Input rows —
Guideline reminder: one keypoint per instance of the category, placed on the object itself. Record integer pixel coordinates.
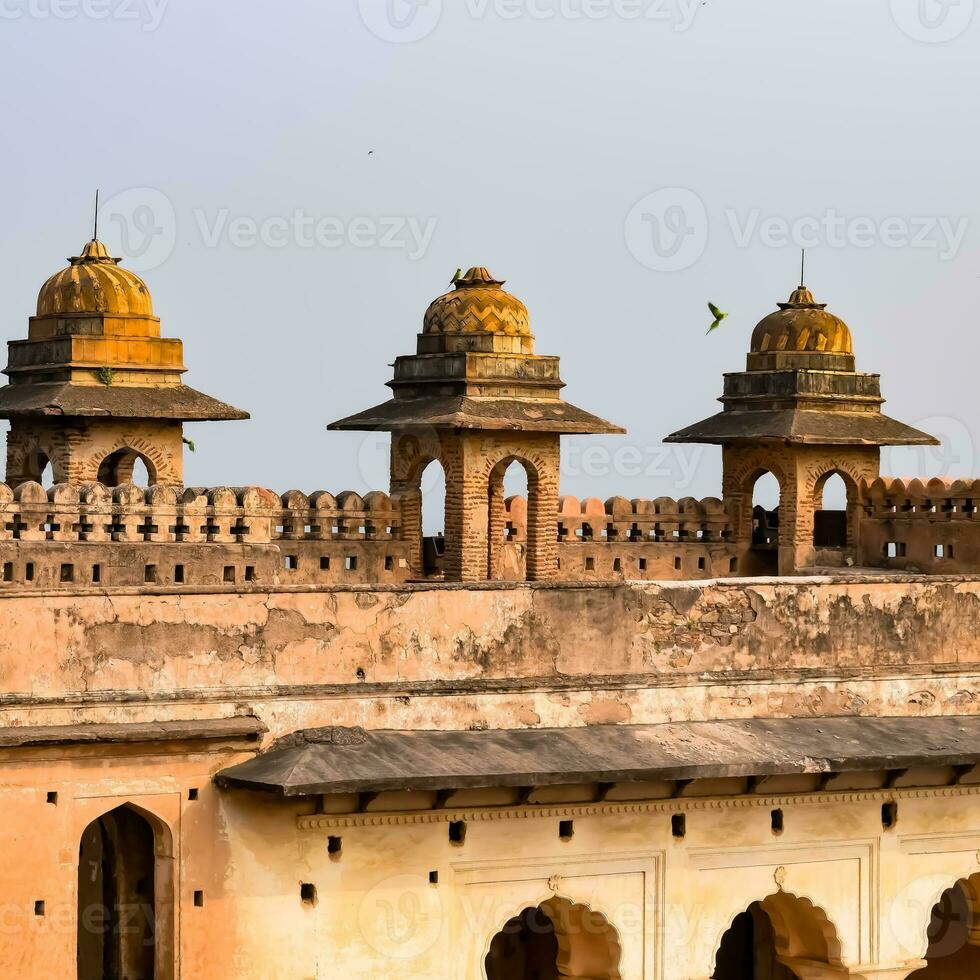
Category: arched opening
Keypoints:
(432, 500)
(126, 466)
(509, 505)
(554, 940)
(37, 467)
(125, 899)
(782, 937)
(830, 511)
(525, 949)
(954, 937)
(748, 949)
(763, 557)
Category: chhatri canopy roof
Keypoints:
(475, 368)
(800, 387)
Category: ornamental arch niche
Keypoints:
(953, 934)
(125, 902)
(555, 940)
(783, 937)
(127, 466)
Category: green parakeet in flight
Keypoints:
(718, 315)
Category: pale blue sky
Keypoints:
(522, 136)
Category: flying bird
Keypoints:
(718, 315)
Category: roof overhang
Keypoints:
(339, 760)
(803, 427)
(174, 402)
(465, 412)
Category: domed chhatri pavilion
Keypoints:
(95, 387)
(476, 398)
(801, 411)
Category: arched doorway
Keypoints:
(832, 500)
(783, 937)
(763, 556)
(507, 558)
(432, 501)
(125, 899)
(954, 936)
(126, 466)
(554, 940)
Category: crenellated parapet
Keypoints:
(921, 525)
(640, 539)
(161, 535)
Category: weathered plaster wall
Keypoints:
(498, 655)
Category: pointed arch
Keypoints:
(126, 894)
(790, 929)
(581, 939)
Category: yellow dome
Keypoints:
(94, 283)
(478, 304)
(802, 325)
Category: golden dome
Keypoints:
(801, 325)
(94, 283)
(478, 304)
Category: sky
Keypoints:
(297, 181)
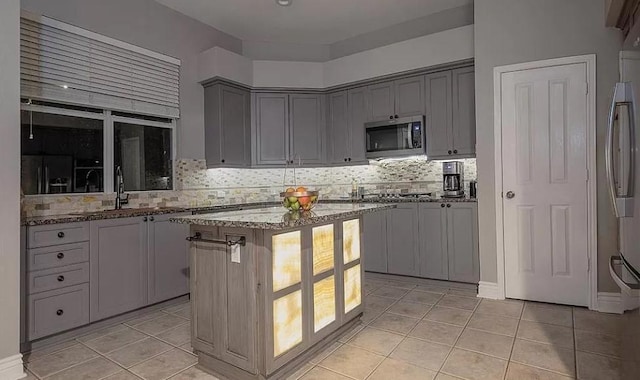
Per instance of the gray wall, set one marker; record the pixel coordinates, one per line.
(153, 26)
(433, 23)
(10, 174)
(513, 31)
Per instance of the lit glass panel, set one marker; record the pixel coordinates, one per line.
(352, 288)
(286, 249)
(322, 249)
(324, 302)
(351, 240)
(287, 322)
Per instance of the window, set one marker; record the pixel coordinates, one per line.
(67, 149)
(61, 154)
(144, 155)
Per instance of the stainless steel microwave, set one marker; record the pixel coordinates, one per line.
(395, 138)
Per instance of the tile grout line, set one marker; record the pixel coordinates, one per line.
(456, 342)
(513, 345)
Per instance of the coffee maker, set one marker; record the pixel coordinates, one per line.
(453, 179)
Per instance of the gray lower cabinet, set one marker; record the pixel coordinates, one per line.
(55, 279)
(136, 262)
(429, 240)
(118, 266)
(168, 258)
(227, 117)
(450, 114)
(375, 243)
(402, 245)
(462, 237)
(289, 129)
(433, 240)
(218, 283)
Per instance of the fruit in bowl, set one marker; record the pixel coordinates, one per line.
(299, 199)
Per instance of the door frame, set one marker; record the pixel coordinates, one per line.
(592, 214)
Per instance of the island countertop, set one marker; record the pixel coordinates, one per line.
(277, 218)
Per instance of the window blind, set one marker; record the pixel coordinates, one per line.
(64, 63)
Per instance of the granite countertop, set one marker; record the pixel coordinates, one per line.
(133, 212)
(276, 218)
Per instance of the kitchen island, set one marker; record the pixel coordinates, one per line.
(269, 289)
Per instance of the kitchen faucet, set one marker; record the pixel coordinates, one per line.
(120, 190)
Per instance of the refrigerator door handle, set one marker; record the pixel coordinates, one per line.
(608, 155)
(622, 203)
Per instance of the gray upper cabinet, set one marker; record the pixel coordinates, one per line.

Short task — Reproduce all of the entries above word for word, omitting the pictures.

Output below —
Guideline reminder: one keypoint per instance of the category, placed on the object itself. Record integer pixel coordinates.
Category: arched opening
Keypoints:
(432, 500)
(126, 466)
(509, 505)
(554, 940)
(37, 467)
(125, 899)
(782, 937)
(830, 511)
(525, 949)
(954, 937)
(748, 949)
(763, 557)
Category: chhatri canopy roof
Keypoints:
(475, 368)
(800, 387)
Category: ornamental arch niche
Keypoints:
(953, 934)
(125, 902)
(555, 940)
(783, 937)
(127, 466)
Category: green parakeet in flight
Keypoints:
(718, 315)
Category: pale blue sky
Keypoints:
(522, 136)
Category: flying bird
Keypoints:
(718, 315)
Category: roof overhang
Keypoints:
(339, 760)
(803, 427)
(174, 402)
(465, 412)
Category: domed chhatri pavilion
Keypoints:
(95, 387)
(476, 398)
(801, 411)
Category: arched doorway
Keypoints:
(832, 500)
(783, 937)
(763, 556)
(507, 558)
(432, 501)
(125, 899)
(954, 936)
(126, 466)
(554, 940)
Category: crenellated parapet
Keypoints:
(921, 525)
(640, 539)
(161, 535)
Category: weathered plaster wall
Keypoints:
(498, 655)
Category: pointed arch
Keypoints:
(126, 894)
(790, 929)
(581, 939)
Category: yellow dome
Keypoints:
(94, 283)
(478, 304)
(802, 325)
Category: golden dome
Keypoints:
(801, 325)
(94, 283)
(478, 304)
Category: sky
Keypoints:
(297, 181)
Per instance of the gray wall, set one marker; record the pixel coordinates, one per line.
(153, 26)
(433, 23)
(10, 174)
(513, 31)
Per instance of the lit glass panel, set one marker; record the pixel coordinates, one per line.
(352, 288)
(286, 249)
(322, 249)
(324, 302)
(351, 240)
(287, 322)
Per instance of the window, set one marker; record the pixel coordinates, one per line.
(67, 149)
(61, 154)
(144, 155)
Per instance of the stainless steel microwave, set one marker; record the pixel coordinates, one per line.
(395, 138)
Per instance of the tile grout line, set one marker; record the pixel coordinates, one per line.
(456, 342)
(513, 345)
Per instance of the coffee maker, set one marker; record the pixel coordinates, one per line.
(453, 179)
Per instance of the gray lower cabinet, set one marker; record the pixel coordinates, one per line.
(55, 279)
(136, 262)
(429, 240)
(118, 266)
(168, 258)
(227, 117)
(450, 114)
(375, 243)
(402, 245)
(462, 237)
(289, 129)
(433, 240)
(218, 283)
Per instance of the fruit in bowl, set one marker; record the pixel coordinates, one per line.
(299, 199)
Per instance of the door frame, set one marker; record the pixel coordinates, one per line.
(592, 214)
Per instance of the island countertop, set one marker; record the pixel coordinates, one per line.
(277, 218)
Per instance of the window blind, set one marker; record the pixel coordinates, one per line.
(64, 63)
Per instance of the granite countertop, set one marker; record the pixel coordinates, one per line.
(133, 212)
(276, 218)
Per instance of the kitchen island, set one marker; record the pixel coordinates, one per line.
(269, 289)
Per instance of the kitchen faucet, set one marker; record the pixel coordinates, one per line.
(120, 190)
Per instance of the refrigerator door handle, set one marker; record the pixel coordinates, one per line.
(608, 155)
(622, 203)
Per instance of the gray upper cabinet, set one marker; record the pixel coordinates, one per line.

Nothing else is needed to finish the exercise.